- [Exercises]:
• a. Say whether each statement agrees with the film review below, answering yes or no and quoting the words from the review that decide it. (i) The filmmaker putting questions to Aunt Hayat is Zahraa Ghandour. (ii) Natalie still lives with her father. (iii) Natalie's new life is the same as her old one at the orphanage.
• b. Write out everything from "Donning a thin" down to "loving family members." in the film review below, keeping its wording and punctuation unchanged.

- [Passage to read]:
● ● ● ●

Donning a thin black sweater and a veil, Aunt Hayat receives questions from a documentary filmmaker. That filmmaker is Zahraa Ghandour, finally mustering up the courage to ask about Nour, her friend. Hayat gives her niece everything she has about Nour, but missing girls are difficult everywhere. Searching for Nour, Flana diverts, focusing on Natalie. She’s a former ‘missing girl’, emancipating herself from her father, and she’s now living on her own. Independent women exist in postwar contemporary Baghdad, these women finally reconnecting with their loving family members.
The documentary uses familiar iconography to depict Baghdad, obviously dissimilar to the touristy pics on socials. Its uses of experimental and poetic film making doesn’t necessarily hide the mechanics of familiarity. Nonetheless, Flana shows the silver linings and small victories of its female interview subjects. Natalie walks along the off white hallways of a home she never probably expected to call her own. Her new life is different from her old one at the orphanage where missing girls usually go.

● ● ● ●

- [Supplied data]:

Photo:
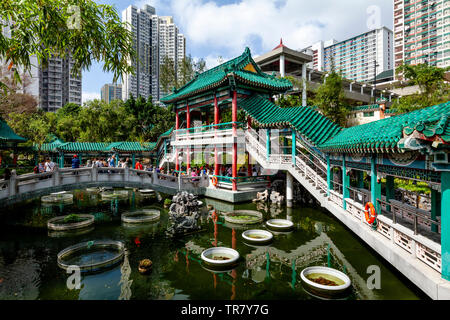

● ● ● ●

- [Exercise solutions]:
• a.
(i) Yes: "That filmmaker is Zahraa Ghandour"
(ii) No: "emancipating herself from her father, and she’s now living on her own"
(iii) No: "Her new life is different from her old one at the orphanage where missing girls usually go."

• b.
Donning a thin black sweater and a veil, Aunt Hayat receives questions from a documentary filmmaker. That filmmaker is Zahraa Ghandour, finally mustering up the courage to ask about Nour, her friend. Hayat gives her niece everything she has about Nour, but missing girls are difficult everywhere. Searching for Nour, Flana diverts, focusing on Natalie. She’s a former ‘missing girl’, emancipating herself from her father, and she’s now living on her own. Independent women exist in postwar contemporary Baghdad, these women finally reconnecting with their loving family members.